+++ Source data

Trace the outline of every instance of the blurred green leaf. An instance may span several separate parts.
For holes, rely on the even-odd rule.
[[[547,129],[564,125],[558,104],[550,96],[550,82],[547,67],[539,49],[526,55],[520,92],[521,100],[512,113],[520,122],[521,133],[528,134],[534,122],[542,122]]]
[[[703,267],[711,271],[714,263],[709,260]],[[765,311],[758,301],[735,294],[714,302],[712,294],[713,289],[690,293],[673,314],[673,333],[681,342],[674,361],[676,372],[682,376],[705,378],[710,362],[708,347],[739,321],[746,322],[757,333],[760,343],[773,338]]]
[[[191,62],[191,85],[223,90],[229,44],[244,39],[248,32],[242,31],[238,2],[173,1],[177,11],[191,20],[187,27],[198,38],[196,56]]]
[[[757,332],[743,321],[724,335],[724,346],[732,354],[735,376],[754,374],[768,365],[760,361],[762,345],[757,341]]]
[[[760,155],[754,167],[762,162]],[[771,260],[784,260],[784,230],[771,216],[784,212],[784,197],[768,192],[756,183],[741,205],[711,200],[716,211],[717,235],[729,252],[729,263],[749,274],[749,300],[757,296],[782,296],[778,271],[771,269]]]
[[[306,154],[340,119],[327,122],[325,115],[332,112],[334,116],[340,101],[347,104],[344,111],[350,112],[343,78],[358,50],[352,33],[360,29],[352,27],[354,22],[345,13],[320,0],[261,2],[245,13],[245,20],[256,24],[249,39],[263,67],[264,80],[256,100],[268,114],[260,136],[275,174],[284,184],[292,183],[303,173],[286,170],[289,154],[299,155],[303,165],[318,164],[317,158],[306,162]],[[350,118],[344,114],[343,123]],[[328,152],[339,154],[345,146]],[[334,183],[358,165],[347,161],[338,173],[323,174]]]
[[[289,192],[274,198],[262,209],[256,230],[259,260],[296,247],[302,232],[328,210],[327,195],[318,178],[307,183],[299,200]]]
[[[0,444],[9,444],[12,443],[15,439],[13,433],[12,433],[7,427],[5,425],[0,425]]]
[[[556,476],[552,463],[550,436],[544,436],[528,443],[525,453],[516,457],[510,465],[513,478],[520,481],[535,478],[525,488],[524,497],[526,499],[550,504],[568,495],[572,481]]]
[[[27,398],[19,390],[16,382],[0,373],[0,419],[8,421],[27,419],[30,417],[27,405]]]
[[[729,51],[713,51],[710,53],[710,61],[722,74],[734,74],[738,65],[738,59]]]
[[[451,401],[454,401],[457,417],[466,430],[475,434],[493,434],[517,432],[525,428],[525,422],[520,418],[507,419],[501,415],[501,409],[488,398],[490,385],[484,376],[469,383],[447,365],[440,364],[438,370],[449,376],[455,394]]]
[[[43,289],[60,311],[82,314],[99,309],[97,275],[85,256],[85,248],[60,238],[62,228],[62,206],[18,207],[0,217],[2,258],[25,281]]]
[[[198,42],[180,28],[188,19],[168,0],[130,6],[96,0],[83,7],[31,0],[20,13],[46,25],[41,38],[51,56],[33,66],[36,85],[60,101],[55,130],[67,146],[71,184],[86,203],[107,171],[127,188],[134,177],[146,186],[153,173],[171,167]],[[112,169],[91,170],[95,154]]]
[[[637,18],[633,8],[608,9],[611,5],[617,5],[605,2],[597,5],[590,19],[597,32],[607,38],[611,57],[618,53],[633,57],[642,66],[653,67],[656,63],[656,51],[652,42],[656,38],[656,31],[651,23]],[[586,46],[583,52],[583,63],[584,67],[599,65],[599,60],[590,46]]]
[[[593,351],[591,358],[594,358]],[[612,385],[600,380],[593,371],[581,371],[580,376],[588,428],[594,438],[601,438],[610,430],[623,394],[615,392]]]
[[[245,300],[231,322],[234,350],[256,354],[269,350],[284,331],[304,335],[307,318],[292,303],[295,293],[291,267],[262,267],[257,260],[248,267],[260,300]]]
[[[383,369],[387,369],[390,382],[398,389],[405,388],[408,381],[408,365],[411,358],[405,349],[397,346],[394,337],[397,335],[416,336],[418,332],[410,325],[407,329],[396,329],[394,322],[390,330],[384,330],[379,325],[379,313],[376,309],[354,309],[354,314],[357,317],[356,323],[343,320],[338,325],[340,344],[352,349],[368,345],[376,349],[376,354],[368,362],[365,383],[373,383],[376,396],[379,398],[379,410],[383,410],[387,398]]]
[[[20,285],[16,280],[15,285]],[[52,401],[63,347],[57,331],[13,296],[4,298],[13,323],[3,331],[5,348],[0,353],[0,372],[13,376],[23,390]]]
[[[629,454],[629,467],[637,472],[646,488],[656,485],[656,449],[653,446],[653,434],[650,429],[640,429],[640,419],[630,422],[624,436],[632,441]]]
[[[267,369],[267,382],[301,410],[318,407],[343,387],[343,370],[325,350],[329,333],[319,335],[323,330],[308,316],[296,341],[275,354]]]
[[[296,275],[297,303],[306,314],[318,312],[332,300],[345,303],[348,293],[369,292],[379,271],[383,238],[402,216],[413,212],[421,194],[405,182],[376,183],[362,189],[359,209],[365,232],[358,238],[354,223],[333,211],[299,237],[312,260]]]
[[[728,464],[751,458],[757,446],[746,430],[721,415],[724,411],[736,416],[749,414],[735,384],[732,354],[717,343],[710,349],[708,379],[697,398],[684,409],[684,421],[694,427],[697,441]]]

++++++

▶ **Required work**: Write out all the records above again, exactly as they stand.

▶ **The reply**:
Trace the outline of every instance of the blurred green leaf. An instance may span several separate parts.
For holes, rely on the even-odd rule.
[[[547,129],[564,125],[558,104],[550,96],[550,82],[547,67],[539,49],[526,55],[520,92],[521,100],[512,113],[520,122],[521,133],[528,134],[534,122],[542,122]]]
[[[703,267],[711,271],[714,263],[709,260]],[[765,311],[758,301],[735,294],[714,302],[712,294],[713,289],[690,293],[673,314],[673,333],[681,342],[674,361],[676,372],[682,376],[705,378],[710,362],[708,347],[739,321],[746,322],[757,333],[760,343],[773,338]]]
[[[191,62],[191,85],[223,90],[229,44],[244,39],[248,32],[242,31],[238,2],[173,1],[177,11],[191,20],[187,27],[198,38],[196,56]]]
[[[757,332],[743,321],[724,335],[724,346],[732,354],[735,376],[754,374],[768,365],[760,361],[762,345],[757,341]]]
[[[760,155],[754,167],[762,162]],[[771,260],[784,260],[784,230],[771,216],[784,212],[784,197],[768,192],[756,183],[741,205],[711,200],[716,211],[717,235],[729,252],[729,263],[749,274],[749,300],[757,296],[782,296],[778,271],[771,269]]]
[[[306,154],[340,119],[327,122],[325,115],[332,112],[334,116],[340,101],[347,104],[344,111],[350,112],[343,78],[358,50],[352,33],[360,29],[352,27],[354,22],[345,13],[320,0],[261,2],[245,13],[245,20],[256,24],[249,39],[263,67],[264,80],[256,100],[268,114],[260,136],[275,174],[284,184],[292,183],[303,173],[286,170],[289,154],[299,155],[303,165],[318,164],[317,158],[306,162]],[[350,118],[344,114],[343,123]],[[328,152],[339,154],[345,146]],[[334,183],[358,165],[347,161],[338,173],[323,174]]]
[[[289,192],[274,198],[262,209],[256,230],[259,260],[296,247],[302,232],[328,210],[327,195],[318,178],[307,183],[299,200]]]
[[[0,444],[9,444],[12,443],[15,439],[13,433],[12,433],[7,427],[5,425],[0,425]]]
[[[556,476],[552,463],[550,436],[544,436],[528,443],[525,453],[516,457],[510,465],[513,478],[520,481],[535,478],[525,488],[524,497],[526,499],[550,504],[568,495],[572,481]]]
[[[27,398],[19,390],[16,382],[0,373],[0,419],[8,421],[27,419],[30,417],[27,405]]]
[[[729,51],[713,51],[710,53],[710,61],[722,74],[734,74],[738,65],[738,59]]]
[[[451,401],[454,401],[457,417],[466,430],[475,434],[493,434],[517,432],[525,428],[525,422],[520,418],[507,419],[501,415],[501,409],[488,398],[490,385],[484,376],[469,383],[447,365],[440,364],[438,370],[449,376],[455,394]]]
[[[43,289],[60,311],[82,314],[99,309],[97,275],[85,256],[85,248],[60,238],[62,228],[62,206],[18,207],[0,217],[2,258],[25,281]]]
[[[198,42],[180,28],[188,19],[168,0],[130,6],[96,0],[83,7],[31,0],[20,13],[46,25],[41,38],[51,56],[33,66],[36,85],[60,101],[55,130],[67,146],[71,184],[86,203],[107,171],[127,188],[134,177],[146,186],[153,173],[171,167]],[[112,169],[91,170],[95,154]]]
[[[637,18],[633,8],[608,9],[611,5],[617,5],[605,2],[597,5],[590,19],[597,32],[607,38],[611,57],[618,53],[633,57],[642,66],[653,67],[656,63],[656,51],[652,42],[656,38],[656,31],[651,23]],[[586,46],[583,52],[583,63],[584,67],[599,65],[599,60],[590,46]]]
[[[593,351],[591,358],[594,358]],[[612,385],[600,380],[593,371],[581,371],[580,376],[588,428],[594,438],[601,438],[610,430],[623,394],[615,392]]]
[[[245,300],[231,322],[234,350],[256,354],[269,350],[284,331],[304,335],[307,318],[292,303],[295,293],[291,267],[262,267],[257,260],[248,267],[260,300]]]
[[[383,369],[387,369],[390,382],[398,389],[405,388],[408,381],[408,365],[411,358],[405,349],[397,346],[394,337],[397,335],[416,336],[418,332],[410,325],[407,329],[396,329],[394,322],[390,330],[384,330],[379,325],[379,313],[376,309],[354,309],[354,314],[357,317],[356,323],[343,320],[338,325],[340,344],[352,349],[368,345],[376,349],[376,354],[368,362],[365,383],[373,383],[376,396],[379,398],[379,410],[383,410],[387,398]]]
[[[20,285],[16,280],[15,285]],[[52,401],[63,347],[57,331],[13,296],[4,298],[13,323],[3,331],[5,348],[0,353],[0,372],[13,376],[23,390]]]
[[[629,454],[629,467],[637,472],[646,488],[656,485],[656,449],[653,446],[653,434],[650,429],[640,429],[640,419],[630,422],[624,436],[632,441]]]
[[[267,369],[267,382],[301,410],[318,407],[343,387],[343,370],[325,350],[329,333],[319,335],[323,330],[308,316],[296,341],[275,354]]]
[[[296,275],[297,303],[306,314],[318,312],[332,300],[345,303],[348,293],[369,292],[379,271],[383,238],[402,216],[413,212],[421,194],[405,182],[376,183],[362,189],[359,209],[365,232],[358,238],[354,223],[333,211],[299,237],[312,260]]]
[[[728,464],[751,458],[757,446],[746,430],[721,415],[724,411],[736,416],[749,414],[735,384],[732,354],[717,343],[710,349],[708,379],[697,398],[684,409],[684,421],[694,427],[697,441]]]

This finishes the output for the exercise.